§ **Try it**:
Reproduce, from the lines below, exactly the stretch that begins at the line containing "Target: tree" and ends at the line containing "Definition for annotators: for every instance of the balcony", both included.

======== Recorded information

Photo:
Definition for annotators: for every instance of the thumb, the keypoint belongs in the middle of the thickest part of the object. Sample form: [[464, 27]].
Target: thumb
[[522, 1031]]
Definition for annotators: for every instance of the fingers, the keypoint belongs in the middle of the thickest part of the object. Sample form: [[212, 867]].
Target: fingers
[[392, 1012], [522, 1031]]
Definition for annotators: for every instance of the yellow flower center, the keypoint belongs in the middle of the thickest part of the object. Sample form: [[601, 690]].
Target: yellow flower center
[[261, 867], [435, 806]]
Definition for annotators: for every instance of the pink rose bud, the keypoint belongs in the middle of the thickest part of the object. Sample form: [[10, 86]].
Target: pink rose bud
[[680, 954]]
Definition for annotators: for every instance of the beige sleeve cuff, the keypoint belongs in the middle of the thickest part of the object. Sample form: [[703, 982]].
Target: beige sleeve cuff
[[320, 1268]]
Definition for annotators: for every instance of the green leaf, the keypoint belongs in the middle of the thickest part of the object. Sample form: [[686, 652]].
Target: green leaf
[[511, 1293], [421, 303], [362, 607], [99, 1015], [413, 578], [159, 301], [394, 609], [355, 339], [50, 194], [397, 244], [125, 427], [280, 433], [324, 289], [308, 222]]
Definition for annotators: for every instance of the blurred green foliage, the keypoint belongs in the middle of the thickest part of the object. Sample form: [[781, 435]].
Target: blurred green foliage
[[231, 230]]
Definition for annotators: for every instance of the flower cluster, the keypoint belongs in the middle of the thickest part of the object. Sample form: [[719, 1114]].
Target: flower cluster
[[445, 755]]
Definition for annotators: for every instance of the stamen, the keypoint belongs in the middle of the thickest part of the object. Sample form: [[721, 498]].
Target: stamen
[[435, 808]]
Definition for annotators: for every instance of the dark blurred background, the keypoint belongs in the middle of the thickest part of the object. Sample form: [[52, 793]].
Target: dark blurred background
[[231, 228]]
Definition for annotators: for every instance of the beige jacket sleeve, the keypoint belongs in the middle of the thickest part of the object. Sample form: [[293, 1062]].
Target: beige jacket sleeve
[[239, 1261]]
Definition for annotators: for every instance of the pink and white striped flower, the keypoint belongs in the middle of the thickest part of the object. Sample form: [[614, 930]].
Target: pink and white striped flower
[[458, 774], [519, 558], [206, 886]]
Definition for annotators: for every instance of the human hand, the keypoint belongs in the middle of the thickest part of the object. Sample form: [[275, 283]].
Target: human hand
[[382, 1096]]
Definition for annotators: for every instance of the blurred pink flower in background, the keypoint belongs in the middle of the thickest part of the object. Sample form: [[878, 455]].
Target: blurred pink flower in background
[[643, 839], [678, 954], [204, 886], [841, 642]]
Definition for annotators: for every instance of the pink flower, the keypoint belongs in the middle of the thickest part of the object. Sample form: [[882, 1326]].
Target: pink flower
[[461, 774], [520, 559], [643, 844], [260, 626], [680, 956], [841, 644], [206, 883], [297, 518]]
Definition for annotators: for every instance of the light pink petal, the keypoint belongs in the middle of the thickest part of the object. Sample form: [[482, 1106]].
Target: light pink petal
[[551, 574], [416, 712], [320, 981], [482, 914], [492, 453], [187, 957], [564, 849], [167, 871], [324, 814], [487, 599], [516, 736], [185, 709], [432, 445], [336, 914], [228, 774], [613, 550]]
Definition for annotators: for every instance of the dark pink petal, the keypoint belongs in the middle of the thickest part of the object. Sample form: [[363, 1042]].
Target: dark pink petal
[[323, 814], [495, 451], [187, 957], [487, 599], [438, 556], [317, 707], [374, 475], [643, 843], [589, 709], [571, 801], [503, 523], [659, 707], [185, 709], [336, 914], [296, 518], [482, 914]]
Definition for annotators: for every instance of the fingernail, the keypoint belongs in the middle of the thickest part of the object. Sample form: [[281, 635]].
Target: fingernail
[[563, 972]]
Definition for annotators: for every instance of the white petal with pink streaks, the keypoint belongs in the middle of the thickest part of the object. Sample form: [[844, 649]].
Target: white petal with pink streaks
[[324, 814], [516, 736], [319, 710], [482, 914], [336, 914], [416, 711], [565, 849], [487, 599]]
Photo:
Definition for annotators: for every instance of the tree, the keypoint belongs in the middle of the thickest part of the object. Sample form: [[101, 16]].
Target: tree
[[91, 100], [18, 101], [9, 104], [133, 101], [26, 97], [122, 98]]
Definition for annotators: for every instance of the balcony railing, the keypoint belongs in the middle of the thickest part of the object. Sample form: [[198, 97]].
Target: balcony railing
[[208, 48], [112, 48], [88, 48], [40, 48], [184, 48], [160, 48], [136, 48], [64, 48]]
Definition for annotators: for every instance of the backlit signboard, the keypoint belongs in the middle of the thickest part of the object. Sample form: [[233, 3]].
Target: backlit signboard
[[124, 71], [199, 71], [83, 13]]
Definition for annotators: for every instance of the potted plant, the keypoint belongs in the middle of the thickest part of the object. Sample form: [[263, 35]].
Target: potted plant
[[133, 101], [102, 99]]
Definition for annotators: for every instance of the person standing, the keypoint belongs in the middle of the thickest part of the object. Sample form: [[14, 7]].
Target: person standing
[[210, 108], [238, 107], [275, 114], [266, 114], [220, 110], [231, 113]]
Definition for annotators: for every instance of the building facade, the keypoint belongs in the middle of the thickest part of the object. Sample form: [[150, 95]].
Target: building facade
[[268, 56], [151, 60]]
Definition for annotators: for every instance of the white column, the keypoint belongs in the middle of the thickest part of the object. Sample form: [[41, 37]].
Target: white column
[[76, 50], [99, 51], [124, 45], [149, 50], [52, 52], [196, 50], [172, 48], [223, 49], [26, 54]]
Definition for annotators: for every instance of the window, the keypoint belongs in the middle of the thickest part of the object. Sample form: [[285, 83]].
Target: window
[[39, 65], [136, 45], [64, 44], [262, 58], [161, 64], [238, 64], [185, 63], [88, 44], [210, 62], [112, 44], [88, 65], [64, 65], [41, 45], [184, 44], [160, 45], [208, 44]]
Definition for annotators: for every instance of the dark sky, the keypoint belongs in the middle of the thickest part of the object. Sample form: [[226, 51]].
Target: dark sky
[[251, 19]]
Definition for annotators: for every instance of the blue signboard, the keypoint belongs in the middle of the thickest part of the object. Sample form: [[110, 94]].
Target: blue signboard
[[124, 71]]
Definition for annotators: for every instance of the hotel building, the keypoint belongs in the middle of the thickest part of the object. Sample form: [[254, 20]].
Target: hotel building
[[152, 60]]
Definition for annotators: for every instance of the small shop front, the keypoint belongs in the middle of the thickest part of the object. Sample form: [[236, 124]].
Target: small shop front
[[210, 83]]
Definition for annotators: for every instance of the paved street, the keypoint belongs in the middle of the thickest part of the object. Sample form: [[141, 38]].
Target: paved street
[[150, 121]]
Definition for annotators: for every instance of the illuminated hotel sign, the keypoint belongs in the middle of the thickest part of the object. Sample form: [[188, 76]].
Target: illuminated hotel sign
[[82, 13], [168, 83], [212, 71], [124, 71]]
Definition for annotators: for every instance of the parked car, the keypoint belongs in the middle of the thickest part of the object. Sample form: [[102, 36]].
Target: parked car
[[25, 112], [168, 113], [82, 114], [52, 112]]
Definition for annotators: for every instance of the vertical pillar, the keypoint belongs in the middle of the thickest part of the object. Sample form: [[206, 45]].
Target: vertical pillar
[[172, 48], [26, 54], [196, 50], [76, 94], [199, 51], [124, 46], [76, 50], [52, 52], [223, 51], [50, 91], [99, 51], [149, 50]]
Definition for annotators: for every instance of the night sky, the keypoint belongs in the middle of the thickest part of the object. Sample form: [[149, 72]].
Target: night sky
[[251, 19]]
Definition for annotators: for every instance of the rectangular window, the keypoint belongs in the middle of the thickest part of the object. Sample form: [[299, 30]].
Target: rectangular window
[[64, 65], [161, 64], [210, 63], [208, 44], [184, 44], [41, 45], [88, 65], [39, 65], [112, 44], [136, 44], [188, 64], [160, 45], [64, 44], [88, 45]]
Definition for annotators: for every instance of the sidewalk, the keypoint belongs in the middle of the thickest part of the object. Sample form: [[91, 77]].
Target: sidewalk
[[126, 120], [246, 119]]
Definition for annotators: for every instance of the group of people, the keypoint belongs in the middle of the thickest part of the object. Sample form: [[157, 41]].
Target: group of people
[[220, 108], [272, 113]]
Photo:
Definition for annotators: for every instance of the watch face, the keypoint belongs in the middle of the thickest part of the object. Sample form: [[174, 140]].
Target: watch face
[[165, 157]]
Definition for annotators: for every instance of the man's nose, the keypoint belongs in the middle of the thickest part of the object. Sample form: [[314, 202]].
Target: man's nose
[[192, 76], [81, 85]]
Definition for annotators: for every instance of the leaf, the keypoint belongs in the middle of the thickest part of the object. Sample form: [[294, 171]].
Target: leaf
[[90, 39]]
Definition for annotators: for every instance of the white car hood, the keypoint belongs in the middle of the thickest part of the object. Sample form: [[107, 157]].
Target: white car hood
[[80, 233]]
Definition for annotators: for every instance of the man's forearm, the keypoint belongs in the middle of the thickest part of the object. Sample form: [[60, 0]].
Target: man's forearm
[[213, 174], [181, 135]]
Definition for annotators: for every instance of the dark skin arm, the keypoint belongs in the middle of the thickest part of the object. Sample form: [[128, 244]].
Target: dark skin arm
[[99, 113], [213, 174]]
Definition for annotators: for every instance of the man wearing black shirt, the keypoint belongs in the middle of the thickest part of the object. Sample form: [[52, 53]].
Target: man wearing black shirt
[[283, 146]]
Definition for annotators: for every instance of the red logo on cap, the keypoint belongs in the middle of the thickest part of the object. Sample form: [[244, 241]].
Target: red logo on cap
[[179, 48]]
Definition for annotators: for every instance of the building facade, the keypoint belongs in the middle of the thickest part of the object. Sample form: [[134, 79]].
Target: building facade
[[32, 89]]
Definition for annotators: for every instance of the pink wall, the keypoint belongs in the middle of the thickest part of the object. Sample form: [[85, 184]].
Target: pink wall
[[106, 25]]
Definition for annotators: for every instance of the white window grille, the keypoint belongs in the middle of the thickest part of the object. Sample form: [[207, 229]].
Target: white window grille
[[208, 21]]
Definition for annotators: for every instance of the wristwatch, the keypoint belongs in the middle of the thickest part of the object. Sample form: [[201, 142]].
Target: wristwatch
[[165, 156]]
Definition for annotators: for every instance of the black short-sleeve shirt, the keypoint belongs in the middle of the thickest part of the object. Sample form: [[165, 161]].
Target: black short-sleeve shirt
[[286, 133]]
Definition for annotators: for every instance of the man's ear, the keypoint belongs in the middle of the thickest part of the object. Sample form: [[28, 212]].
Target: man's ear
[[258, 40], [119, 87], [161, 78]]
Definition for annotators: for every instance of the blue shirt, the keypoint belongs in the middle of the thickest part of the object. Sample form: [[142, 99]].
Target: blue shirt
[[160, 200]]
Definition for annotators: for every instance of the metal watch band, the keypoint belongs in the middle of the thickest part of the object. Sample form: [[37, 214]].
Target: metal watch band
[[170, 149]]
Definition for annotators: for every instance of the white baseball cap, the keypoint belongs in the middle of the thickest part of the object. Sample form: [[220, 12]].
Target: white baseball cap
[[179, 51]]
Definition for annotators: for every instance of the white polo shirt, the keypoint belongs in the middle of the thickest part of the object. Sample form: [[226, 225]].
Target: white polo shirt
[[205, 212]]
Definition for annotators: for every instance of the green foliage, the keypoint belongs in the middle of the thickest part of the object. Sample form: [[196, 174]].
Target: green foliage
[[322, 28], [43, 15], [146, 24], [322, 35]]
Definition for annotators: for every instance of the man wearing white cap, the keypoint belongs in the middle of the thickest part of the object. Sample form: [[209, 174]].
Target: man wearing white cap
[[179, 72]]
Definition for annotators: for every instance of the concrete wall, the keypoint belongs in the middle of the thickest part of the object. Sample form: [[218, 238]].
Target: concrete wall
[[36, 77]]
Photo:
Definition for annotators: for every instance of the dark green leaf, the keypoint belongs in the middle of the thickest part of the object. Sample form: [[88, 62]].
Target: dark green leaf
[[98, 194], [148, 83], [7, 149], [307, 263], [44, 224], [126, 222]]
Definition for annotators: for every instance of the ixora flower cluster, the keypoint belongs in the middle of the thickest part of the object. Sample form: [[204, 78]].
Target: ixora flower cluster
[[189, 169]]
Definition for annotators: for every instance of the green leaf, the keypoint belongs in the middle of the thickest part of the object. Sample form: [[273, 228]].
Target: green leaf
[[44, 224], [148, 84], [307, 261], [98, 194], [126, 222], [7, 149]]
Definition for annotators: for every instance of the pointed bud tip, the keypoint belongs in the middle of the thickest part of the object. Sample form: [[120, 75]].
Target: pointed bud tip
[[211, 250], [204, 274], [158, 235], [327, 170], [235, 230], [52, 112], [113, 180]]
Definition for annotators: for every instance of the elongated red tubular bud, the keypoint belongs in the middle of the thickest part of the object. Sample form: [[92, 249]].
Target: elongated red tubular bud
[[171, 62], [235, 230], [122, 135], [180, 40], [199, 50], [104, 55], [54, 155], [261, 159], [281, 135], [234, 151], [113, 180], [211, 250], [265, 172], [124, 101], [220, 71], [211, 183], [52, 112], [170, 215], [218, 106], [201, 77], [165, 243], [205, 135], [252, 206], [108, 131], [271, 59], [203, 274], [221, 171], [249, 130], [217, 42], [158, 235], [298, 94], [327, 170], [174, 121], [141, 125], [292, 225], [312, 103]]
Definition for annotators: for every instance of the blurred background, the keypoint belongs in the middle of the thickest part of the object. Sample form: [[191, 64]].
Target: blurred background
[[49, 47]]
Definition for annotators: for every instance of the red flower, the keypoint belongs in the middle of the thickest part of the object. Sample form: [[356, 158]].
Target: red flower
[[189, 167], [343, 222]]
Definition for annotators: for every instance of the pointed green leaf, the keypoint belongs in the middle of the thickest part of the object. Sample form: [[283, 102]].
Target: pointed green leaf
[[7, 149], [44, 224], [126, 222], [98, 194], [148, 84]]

================

§ **Your response**:
Target: tree
[[91, 100], [18, 101], [9, 104], [133, 101], [26, 97], [122, 98]]
Definition for annotators: for every instance of the balcony railing, the keypoint belongs in the middle of the thickest part of the object. Sample form: [[198, 97]].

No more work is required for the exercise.